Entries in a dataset
%%

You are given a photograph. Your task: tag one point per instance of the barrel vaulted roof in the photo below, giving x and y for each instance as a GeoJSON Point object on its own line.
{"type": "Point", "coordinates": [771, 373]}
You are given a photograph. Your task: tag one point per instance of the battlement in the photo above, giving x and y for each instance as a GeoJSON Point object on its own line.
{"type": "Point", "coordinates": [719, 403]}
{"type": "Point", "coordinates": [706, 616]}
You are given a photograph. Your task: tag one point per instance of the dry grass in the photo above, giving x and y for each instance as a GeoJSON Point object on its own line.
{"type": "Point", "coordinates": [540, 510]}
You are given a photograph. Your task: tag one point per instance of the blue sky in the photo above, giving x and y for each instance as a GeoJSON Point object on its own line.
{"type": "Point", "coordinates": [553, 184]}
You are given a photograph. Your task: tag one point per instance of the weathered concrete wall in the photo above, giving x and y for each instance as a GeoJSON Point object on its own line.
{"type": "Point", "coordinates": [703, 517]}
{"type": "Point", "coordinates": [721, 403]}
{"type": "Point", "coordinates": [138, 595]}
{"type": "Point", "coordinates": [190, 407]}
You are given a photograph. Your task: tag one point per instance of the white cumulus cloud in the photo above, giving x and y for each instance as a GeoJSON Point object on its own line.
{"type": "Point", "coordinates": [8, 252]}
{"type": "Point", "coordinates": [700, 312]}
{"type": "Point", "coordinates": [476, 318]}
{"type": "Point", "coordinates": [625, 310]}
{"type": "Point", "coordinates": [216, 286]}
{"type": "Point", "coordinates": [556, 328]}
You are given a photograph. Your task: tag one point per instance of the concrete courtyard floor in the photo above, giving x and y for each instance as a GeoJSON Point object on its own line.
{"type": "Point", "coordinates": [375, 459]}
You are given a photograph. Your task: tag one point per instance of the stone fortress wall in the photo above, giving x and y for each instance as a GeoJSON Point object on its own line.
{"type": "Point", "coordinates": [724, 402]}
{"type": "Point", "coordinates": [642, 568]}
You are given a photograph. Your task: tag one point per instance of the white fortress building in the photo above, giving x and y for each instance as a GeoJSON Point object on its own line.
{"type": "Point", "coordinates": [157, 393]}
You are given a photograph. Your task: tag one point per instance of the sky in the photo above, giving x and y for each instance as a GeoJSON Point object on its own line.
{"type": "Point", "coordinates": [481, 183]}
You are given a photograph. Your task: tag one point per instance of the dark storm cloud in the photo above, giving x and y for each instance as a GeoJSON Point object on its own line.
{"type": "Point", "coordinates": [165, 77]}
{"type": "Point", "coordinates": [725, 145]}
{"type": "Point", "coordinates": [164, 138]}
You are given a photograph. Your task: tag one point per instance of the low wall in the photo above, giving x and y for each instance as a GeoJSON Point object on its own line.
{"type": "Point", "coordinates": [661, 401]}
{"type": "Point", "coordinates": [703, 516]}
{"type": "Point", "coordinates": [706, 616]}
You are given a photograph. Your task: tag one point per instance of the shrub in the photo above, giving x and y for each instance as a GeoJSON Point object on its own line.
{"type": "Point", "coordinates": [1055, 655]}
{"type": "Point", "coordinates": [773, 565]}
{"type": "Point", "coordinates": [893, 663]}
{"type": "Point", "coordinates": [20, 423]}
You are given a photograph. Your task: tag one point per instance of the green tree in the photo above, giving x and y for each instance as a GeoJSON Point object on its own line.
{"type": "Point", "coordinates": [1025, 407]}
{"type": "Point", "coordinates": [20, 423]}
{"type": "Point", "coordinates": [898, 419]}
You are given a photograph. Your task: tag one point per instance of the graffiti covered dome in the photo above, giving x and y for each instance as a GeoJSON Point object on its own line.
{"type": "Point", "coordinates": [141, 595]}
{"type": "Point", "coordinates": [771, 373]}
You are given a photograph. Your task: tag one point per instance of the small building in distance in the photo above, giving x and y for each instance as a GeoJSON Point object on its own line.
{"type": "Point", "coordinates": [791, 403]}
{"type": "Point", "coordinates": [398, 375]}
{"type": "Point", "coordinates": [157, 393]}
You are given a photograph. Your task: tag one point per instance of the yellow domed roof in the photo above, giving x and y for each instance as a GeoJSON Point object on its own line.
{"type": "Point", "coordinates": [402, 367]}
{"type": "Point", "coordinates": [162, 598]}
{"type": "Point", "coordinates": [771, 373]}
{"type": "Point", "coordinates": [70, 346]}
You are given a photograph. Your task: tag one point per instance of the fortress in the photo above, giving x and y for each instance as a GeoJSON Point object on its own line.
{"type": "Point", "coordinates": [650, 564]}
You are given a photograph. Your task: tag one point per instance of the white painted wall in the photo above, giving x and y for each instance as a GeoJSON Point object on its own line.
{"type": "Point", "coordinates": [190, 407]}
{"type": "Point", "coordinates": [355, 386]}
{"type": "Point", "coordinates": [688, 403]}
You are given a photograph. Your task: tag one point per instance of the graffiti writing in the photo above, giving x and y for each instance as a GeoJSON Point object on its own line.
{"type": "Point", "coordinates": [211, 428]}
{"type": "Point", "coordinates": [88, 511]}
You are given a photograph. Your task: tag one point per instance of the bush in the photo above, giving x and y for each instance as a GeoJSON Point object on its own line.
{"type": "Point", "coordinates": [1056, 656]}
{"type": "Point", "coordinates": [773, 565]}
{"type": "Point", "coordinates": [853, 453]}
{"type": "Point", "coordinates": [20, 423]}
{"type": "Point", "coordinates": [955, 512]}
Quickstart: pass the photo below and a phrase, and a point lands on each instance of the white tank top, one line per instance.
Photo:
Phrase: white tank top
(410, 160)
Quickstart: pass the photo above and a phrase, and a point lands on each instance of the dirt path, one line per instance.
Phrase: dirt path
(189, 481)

%%

* WRITTEN REQUEST:
Arrange every line of the entries as a Markdown table with the columns "n" and "Line", starting at the line containing "of the small" and continuing through the last line of the entries, both ends included. Skip any blank lines.

* THE RESULT:
| n | Line |
|---|---|
| 1 | You are given a photograph. Your task: tag one point per instance of the small building in distance in the photo above, giving x and y for each instance as a GeoJSON Point object on its own line. |
| 2 | {"type": "Point", "coordinates": [791, 403]} |
| 3 | {"type": "Point", "coordinates": [398, 375]} |
| 4 | {"type": "Point", "coordinates": [157, 393]} |
| 5 | You are given a photograph. Your task: tag one point per instance of the yellow domed roof in the photo above, giving x and y for each instance as a GeoJSON Point object on its own line. |
| 6 | {"type": "Point", "coordinates": [402, 367]} |
| 7 | {"type": "Point", "coordinates": [162, 598]} |
| 8 | {"type": "Point", "coordinates": [771, 373]} |
| 9 | {"type": "Point", "coordinates": [70, 346]} |
| 10 | You are given a photograph. Your task: tag one point per instance of the fortress in the photo above, giving x and y for each instance as a GeoJSON Point object on its own line. |
| 11 | {"type": "Point", "coordinates": [650, 564]} |
| 12 | You are given a photograph. Your task: tag one point per instance of the white painted wall in the photo above, giving x and y for each instance as a GeoJSON Point object on its own line. |
| 13 | {"type": "Point", "coordinates": [190, 407]} |
| 14 | {"type": "Point", "coordinates": [355, 386]} |
| 15 | {"type": "Point", "coordinates": [688, 403]} |
| 16 | You are given a photograph. Your task: tag one point per instance of the graffiti writing in the photo above, giving x and y for each instance as a GeoJSON Point object on its own line. |
| 17 | {"type": "Point", "coordinates": [211, 428]} |
| 18 | {"type": "Point", "coordinates": [88, 511]} |
| 19 | You are given a photograph. Your task: tag one point per instance of the bush in the photo above, giving x and y for each instance as a GeoJSON Point object on its own line. |
| 20 | {"type": "Point", "coordinates": [1056, 656]} |
| 21 | {"type": "Point", "coordinates": [773, 565]} |
| 22 | {"type": "Point", "coordinates": [853, 453]} |
| 23 | {"type": "Point", "coordinates": [20, 423]} |
| 24 | {"type": "Point", "coordinates": [955, 512]} |
| 25 | Quickstart: pass the photo below and a phrase, and a point lands on each instance of the white tank top, one line per instance. |
| 26 | Photo: |
| 27 | Phrase: white tank top |
| 28 | (410, 160) |
| 29 | Quickstart: pass the photo above and a phrase, and a point lands on each instance of the dirt path, one line per instance. |
| 30 | Phrase: dirt path |
| 31 | (189, 481) |